◆ CHALLENGE: Pick out each line in the items below that contains the string "trail". Case counts when matching.

◆ GIVEN ENTRIES:
* * * * *

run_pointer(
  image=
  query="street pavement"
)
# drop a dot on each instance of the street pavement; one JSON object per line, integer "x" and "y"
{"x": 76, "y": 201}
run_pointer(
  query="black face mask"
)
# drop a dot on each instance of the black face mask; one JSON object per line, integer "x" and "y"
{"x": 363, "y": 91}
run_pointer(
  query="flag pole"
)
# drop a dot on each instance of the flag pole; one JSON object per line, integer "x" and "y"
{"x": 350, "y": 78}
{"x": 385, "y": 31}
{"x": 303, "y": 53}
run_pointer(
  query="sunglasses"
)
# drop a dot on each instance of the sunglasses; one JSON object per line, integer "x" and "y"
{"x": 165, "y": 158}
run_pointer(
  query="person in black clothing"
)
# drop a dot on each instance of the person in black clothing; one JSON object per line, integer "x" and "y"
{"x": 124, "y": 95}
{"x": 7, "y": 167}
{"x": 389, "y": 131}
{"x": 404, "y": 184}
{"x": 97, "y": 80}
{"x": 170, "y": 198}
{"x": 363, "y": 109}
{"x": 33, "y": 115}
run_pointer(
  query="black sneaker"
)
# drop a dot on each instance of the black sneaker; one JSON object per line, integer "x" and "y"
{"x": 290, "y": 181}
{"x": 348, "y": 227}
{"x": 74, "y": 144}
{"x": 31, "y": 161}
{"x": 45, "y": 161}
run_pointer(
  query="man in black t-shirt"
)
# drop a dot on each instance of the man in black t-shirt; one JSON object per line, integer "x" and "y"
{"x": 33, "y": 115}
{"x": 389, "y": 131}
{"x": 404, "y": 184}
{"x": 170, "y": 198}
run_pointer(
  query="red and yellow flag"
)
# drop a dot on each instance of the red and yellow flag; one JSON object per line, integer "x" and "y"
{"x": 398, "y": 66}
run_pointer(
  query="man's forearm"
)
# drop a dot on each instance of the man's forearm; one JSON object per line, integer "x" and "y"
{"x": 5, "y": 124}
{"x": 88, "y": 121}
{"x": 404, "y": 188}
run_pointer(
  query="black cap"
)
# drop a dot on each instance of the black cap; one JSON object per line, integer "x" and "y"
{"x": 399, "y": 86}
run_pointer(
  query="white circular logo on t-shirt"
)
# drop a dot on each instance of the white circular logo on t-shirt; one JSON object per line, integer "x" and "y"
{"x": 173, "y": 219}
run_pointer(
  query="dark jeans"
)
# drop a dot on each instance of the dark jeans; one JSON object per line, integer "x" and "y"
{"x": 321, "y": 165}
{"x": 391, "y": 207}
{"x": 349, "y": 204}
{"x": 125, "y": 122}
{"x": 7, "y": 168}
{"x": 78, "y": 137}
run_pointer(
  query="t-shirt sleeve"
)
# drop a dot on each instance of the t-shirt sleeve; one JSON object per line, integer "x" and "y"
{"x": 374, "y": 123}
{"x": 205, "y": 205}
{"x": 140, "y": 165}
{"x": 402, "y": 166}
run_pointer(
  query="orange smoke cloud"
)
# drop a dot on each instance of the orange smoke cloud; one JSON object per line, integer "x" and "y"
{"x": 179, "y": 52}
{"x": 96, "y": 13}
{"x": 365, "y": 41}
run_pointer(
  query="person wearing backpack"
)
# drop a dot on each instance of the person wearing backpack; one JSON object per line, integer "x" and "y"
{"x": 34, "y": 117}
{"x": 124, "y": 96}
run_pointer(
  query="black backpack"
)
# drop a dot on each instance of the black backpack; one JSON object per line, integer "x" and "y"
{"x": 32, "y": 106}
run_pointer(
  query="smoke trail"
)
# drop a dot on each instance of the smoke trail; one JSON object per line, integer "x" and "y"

* * * * *

◆ TASK RESULT:
  query="smoke trail"
# drop a dot on each instance of the smoke trail; one JSON object per line, integer "x" and "y"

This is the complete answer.